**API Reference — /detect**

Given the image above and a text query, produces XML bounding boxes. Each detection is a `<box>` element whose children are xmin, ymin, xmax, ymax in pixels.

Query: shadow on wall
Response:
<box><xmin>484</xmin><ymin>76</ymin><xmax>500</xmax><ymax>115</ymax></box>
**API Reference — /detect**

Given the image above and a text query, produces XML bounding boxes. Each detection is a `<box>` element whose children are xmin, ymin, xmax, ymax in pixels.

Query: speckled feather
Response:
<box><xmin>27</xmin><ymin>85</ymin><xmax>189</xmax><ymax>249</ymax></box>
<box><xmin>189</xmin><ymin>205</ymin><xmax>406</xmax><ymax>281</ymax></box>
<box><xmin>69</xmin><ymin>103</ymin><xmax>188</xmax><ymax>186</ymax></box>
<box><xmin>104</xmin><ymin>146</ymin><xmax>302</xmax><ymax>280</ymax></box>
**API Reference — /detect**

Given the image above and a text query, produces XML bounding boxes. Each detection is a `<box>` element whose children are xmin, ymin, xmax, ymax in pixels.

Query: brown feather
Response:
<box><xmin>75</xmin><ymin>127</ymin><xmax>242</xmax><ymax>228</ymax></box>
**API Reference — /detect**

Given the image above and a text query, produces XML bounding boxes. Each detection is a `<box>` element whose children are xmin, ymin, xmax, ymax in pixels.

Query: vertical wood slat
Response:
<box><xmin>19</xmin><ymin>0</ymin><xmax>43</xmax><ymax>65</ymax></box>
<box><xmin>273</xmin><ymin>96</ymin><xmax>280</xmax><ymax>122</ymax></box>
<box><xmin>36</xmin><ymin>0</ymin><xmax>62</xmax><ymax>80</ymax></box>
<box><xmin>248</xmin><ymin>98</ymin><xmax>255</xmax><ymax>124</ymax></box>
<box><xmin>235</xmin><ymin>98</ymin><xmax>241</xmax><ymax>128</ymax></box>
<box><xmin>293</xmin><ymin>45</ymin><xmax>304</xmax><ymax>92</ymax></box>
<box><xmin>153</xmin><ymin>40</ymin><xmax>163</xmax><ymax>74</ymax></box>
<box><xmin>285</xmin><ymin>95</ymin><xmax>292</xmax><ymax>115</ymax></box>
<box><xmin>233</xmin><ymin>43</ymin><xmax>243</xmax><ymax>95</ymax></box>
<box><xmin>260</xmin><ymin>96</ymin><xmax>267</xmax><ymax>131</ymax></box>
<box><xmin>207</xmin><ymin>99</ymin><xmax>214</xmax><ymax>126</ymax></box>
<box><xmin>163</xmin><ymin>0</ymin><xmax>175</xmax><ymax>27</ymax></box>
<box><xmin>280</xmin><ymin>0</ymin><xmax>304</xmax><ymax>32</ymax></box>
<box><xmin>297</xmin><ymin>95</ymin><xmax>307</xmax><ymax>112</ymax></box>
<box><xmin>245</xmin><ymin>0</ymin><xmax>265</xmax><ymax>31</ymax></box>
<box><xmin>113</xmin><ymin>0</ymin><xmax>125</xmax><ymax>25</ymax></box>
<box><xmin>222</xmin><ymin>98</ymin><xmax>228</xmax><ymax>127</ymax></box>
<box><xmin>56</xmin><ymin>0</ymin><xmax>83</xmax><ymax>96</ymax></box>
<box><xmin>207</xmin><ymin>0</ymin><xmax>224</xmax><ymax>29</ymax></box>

━━━━

Exercise directions
Pull out every line of the items above that contains the word "feather".

Solution to the problem
Query: speckled feather
Query: brown feather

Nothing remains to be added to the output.